## BRIEF
Beginning at the line with "the quad bike knobby tire", output each line to the end of the listing below exactly, please.

## DATA TO USE

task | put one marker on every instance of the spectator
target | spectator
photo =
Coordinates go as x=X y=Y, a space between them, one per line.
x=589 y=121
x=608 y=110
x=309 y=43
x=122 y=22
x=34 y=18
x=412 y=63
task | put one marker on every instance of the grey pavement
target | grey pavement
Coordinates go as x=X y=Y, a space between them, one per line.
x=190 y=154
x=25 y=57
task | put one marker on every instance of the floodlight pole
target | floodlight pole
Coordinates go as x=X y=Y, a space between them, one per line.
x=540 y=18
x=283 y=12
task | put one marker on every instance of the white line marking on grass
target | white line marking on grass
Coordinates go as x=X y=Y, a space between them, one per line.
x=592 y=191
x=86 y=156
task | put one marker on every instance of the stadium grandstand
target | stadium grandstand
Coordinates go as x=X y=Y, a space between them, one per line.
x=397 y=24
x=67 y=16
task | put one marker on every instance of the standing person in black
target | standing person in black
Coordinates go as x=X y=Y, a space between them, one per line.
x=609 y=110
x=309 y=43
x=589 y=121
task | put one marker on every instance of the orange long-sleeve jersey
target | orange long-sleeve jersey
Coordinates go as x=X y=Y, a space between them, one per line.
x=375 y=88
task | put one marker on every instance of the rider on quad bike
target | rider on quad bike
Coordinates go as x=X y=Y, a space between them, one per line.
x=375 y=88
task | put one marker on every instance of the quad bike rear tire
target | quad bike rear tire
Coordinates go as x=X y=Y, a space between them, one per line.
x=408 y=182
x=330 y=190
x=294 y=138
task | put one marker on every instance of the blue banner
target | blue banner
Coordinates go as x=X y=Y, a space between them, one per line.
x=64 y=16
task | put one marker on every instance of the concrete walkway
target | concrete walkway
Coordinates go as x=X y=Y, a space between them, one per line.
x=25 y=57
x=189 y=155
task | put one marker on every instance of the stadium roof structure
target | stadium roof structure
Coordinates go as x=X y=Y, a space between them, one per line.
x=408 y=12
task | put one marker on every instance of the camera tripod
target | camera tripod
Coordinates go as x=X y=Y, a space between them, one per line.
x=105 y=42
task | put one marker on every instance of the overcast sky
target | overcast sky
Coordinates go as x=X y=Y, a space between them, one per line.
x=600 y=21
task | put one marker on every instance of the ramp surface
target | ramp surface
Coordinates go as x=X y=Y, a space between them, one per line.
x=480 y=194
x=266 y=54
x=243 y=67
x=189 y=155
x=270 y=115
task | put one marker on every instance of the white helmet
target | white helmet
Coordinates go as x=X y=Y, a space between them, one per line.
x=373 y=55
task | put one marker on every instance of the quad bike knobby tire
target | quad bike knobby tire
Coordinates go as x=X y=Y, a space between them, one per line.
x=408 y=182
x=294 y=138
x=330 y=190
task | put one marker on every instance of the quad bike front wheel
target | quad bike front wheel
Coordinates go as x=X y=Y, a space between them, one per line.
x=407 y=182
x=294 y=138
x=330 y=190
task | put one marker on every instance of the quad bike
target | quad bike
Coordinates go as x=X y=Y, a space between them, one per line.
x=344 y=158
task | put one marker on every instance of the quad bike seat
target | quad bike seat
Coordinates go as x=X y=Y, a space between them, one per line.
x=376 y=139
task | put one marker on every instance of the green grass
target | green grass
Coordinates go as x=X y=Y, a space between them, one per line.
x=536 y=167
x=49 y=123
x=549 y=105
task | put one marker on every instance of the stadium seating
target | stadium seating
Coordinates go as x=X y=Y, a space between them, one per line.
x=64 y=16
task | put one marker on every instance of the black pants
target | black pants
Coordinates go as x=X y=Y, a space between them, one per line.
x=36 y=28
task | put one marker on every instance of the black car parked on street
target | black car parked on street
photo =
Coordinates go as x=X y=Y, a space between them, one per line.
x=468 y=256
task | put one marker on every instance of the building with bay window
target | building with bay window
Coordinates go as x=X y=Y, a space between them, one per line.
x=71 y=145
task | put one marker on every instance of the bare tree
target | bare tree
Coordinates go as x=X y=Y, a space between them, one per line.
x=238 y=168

## EXERCISE RESULT
task | put one marker on every instance of the quad bike knobby tire
target | quad bike knobby tire
Coordinates go as x=X y=Y, a space between them, one per line.
x=408 y=182
x=294 y=138
x=330 y=190
task | put one marker on every instance of the quad bike front wheel
target | quad bike front wheel
Coordinates go as x=X y=Y, a space between them, one per line.
x=407 y=182
x=294 y=138
x=330 y=190
task | put one marker on every instance of the quad bike
target | quad bike
Coordinates go as x=X y=Y, a space between them, one per line.
x=344 y=158
task | put one marker on every instance of the quad bike seat
target | quad bike seat
Coordinates go as x=X y=Y, a space between them, one per line.
x=376 y=139
task | put one marker on every instance of the green grass
target | green grass
Coordinates go as x=X y=Y, a space between them, one per line.
x=536 y=167
x=49 y=123
x=549 y=105
task | put one marker on every instance of the stadium seating
target | stadium seating
Coordinates go as x=X y=Y, a space between them, one per line.
x=64 y=16
task | put one marker on every instance of the black pants
target | black pants
Coordinates go as x=X y=Y, a space between them, one per line.
x=36 y=28
task | put one marker on every instance of the black car parked on street
target | black car parked on street
photo =
Coordinates go as x=X y=Y, a space between them, one per line.
x=468 y=256
task | put one marker on every instance of the building with bay window
target | building with bay window
Coordinates go as x=X y=Y, a space between them, one per line.
x=71 y=145
task | put one marker on every instance of the bare tree
target | bare tree
Coordinates go as x=X y=Y, a space between them, one per line.
x=238 y=168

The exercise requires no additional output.